What is asked —
1) In the forum thread about the Onkyo remote, which home theater setup did Rollie recently buy?
2) Switch "codes" to "settings" in the Onkyo remote thread and write out the passage that begins at the words "I have recently" and stops after "configured correctly? Thanks.".
3) Proceed with the forum thread about the Onkyo remote, picking up after its last line.

Document section —
________

# Remote Question / Onkyo



## Rollie (Feb 24, 2006)

I have recently purchased an Onkyo HTS-780 home theater setup. My problem is, I tried all the codes for the tuner to be controlled by my Dish remote, nothing works. I tried scanning for codes and can't get it to take. I don't know if maybe I stop pushing the button too soon, I would think 400 times would catch it.

Does anybody have this system and have the remote configured correctly? Thanks.


----------



## steelhorse (Apr 27, 2004)

I have the onkyo 503 surround reciever and it works with the codes listed in the 622 manual. I don't know off the top of my head which one made it work.
I also set up my harmony 880 to run everything. That is the way to go. The harmony is a real universal remote!


----------



## Rollie (Feb 24, 2006)

steelhorse said:


> I have the onkyo 503 surround reciever and it works with the codes listed in the 622 manual. I don't know off the top of my head which one made it work.
> I also set up my harmony 880 to run everything. That is the way to go. The harmony is a real universal remote!

________

(Object position labeling data)
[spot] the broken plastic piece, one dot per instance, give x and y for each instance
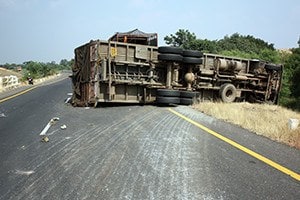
(45, 139)
(63, 127)
(50, 123)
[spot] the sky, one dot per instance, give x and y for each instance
(50, 30)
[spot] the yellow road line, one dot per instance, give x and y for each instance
(240, 147)
(18, 94)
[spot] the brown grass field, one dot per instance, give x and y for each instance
(267, 120)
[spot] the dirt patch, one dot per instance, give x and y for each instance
(268, 120)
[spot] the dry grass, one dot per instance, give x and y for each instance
(268, 120)
(6, 72)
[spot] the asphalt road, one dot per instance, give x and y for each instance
(132, 152)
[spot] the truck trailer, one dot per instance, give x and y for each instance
(131, 68)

________

Response list —
1) An Onkyo HTS-780 home theater setup.

2)
I have recently purchased an Onkyo HTS-780 home theater setup. My problem is, I tried all the settings for the tuner to be controlled by my Dish remote, nothing works. I tried scanning for settings and can't get it to take. I don't know if maybe I stop pushing the button too soon, I would think 400 times would catch it.

Does anybody have this system and have the remote configured correctly? Thanks.

3)
I was looking at the Harmony, hard to talk my wife into that much $ for a remote control. Does the harmony feel good in the hand, I have a hard time finding a remote thats as comfortable in the hand, especially for the forward and backward buttons.

Still looking for codes.


----------



## ac_burt (Feb 16, 2006)

I have an Onkyo receiver and I have found that the dish remotes will adjust the volume and will turn the unit on but for some reason or another the remote doesn't turn the receiver off. 

I too have the Harmony 880 remote and it works all the functions on the Onkyo receiver just fine as well as it works everything else I have connected to it fine. To answer you question "Does the harmony feel good in the hand..." It doesn't feel as good as the dish remote, to me for the PVR functionality, but it is nice having one remote that controls everything. Even my wife likes using it.


----------



## Stallion (Oct 25, 2005)

Rollie said:


> I was looking at the Harmony, hard to talk my wife into that much $ for a remote control. Does the harmony feel good in the hand, I have a hard time finding a remote thats as comfortable in the hand, especially for the forward and backward buttons.
> 
> Still looking for codes.


Harmony is well worth the money. I lost mine after the storm (Katrina), but I plan to get another soon. I understand the cost seems high, but after she uses it, and realises she no longer has to switch between inputs to do things, she will love it.


----------



## rcwilcox (Jan 20, 2003)

Rollie said:


> I have recently purchased an Onkyo HTS-780 home theater setup. My problem is, I tried all the codes for the tuner to be controlled by my Dish remote, nothing works. I tried scanning for codes and can't get it to take. I don't know if maybe I stop pushing the button too soon, I would think 400 times would catch it.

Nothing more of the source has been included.